● Complete the following:
1: According to the passage on inventory database design, which three tracking types can a Product have?
2: Repeat the passage on inventory database design, starting with "The Product can" and going on through "will be stored.", and put "SKU" in place of "barcode".

How to design the relational database for inventory asset tracking of serialized and bulk items

Background Information:

I'm learning Laravel 7 by creating an inventory tracking application. I have two models: Product and Stock.

The Product can be Serialized, Bulk, or None tracked.

  • Serialized tracked products are objects that have a unique serial number and attributes on each unit.
  • Bulk tracked products are physical objects whose quantity should be tracked.
  • None tracked products are not tracked by quantity, but you can assign costs and prices to them.

The Stock is where the barcode will be stored.

● Supplied data:
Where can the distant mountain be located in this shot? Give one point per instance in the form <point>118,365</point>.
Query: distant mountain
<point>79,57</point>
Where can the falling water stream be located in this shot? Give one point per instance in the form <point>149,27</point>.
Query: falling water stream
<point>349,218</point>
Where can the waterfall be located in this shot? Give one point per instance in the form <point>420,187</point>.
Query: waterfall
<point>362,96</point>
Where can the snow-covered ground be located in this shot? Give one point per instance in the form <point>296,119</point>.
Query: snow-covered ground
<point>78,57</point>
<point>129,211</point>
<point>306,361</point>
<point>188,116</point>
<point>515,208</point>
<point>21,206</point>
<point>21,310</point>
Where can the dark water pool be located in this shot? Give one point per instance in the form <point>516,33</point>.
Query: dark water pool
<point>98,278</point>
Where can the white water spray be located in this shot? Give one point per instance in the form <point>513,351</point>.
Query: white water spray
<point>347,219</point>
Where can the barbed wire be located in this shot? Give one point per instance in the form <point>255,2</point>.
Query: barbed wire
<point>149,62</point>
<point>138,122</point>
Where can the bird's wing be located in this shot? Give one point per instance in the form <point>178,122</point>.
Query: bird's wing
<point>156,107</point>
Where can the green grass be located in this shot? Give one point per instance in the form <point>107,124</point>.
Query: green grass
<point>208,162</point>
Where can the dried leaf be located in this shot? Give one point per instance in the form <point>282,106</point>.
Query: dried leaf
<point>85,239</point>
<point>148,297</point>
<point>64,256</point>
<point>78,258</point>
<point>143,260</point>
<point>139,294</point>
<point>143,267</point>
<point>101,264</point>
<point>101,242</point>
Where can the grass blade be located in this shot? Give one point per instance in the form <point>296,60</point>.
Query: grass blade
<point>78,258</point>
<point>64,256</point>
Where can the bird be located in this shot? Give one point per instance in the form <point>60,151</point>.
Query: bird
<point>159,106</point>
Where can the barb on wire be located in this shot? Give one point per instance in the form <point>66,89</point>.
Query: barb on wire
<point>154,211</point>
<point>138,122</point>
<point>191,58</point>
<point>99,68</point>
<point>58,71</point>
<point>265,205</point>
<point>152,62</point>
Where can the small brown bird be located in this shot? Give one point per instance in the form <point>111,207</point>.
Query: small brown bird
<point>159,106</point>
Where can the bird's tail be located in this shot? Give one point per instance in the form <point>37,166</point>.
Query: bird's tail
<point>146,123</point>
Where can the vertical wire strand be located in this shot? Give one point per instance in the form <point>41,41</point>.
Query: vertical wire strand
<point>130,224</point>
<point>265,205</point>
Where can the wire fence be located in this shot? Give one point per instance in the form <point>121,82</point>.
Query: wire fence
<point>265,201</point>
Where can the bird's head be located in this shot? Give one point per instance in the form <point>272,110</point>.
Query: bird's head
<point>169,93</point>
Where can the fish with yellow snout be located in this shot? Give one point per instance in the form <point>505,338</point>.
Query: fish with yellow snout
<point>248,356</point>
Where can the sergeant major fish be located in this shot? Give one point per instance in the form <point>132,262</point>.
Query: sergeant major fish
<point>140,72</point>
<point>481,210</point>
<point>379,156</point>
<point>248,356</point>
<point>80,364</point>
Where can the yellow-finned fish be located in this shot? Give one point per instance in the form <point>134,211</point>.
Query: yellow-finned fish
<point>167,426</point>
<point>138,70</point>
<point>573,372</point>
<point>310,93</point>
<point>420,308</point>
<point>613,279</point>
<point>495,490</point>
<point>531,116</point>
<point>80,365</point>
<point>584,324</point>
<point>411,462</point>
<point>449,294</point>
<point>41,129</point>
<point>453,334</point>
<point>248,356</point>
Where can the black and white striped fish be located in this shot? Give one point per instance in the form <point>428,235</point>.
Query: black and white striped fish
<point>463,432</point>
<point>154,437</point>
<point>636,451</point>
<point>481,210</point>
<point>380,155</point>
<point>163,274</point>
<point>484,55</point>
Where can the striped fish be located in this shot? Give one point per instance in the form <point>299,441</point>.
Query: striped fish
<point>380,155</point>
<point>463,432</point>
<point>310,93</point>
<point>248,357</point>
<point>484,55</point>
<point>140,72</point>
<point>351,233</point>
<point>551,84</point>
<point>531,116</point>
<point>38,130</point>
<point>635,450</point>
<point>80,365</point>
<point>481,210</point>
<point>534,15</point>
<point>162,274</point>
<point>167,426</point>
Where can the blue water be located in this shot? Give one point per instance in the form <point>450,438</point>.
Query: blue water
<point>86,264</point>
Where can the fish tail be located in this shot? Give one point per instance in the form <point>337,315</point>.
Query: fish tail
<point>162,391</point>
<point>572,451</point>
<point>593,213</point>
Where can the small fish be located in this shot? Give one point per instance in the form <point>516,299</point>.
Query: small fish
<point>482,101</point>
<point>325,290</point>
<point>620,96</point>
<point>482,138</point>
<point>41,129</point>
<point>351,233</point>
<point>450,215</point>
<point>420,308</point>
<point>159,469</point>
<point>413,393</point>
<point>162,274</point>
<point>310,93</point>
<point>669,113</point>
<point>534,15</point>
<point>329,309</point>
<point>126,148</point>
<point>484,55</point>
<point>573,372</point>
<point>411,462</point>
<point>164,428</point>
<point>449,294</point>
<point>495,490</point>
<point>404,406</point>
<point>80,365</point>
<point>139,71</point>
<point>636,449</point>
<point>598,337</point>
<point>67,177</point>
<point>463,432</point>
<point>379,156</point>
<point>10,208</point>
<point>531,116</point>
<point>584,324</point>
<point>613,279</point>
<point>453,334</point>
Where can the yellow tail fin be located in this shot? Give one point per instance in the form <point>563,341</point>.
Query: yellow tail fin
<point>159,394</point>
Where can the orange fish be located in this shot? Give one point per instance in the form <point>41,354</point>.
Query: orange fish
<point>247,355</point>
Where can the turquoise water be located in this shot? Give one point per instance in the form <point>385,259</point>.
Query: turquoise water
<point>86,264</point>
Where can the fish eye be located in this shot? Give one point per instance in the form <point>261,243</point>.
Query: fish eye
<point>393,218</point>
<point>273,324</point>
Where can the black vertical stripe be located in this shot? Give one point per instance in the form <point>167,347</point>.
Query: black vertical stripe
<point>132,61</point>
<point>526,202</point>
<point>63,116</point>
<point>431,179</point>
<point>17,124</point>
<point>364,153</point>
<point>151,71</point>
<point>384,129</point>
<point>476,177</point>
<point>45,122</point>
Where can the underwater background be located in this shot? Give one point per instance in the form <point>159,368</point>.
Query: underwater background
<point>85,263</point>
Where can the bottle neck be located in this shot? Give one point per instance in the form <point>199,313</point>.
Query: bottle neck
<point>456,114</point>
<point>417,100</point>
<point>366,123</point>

● Answers for the exercise:
1: Serialized, Bulk, or None.

2:
The Product can be Serialized, Bulk, or None tracked.

  • Serialized tracked products are objects that have a unique serial number and attributes on each unit.
  • Bulk tracked products are physical objects whose quantity should be tracked.
  • None tracked products are not tracked by quantity, but you can assign costs and prices to them.

The Stock is where the SKU will be stored.